| Data in this exercise |
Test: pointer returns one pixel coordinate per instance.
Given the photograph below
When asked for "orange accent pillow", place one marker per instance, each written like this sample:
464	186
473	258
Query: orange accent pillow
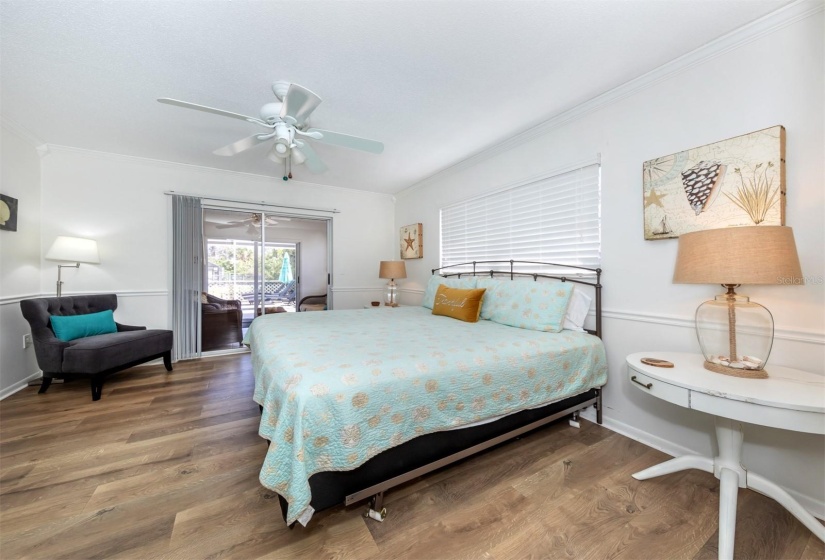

| What is being asked |
Copy out every line of the rows above word for word, but leave out the pictures.

| Answer to the problem |
Test: pointer returns one pixel coordinate per instance.
Given the photograph below
When asked for "orange accent pillow", place one marker per instance, each written like this sample:
464	186
473	258
Query: orange accent pillow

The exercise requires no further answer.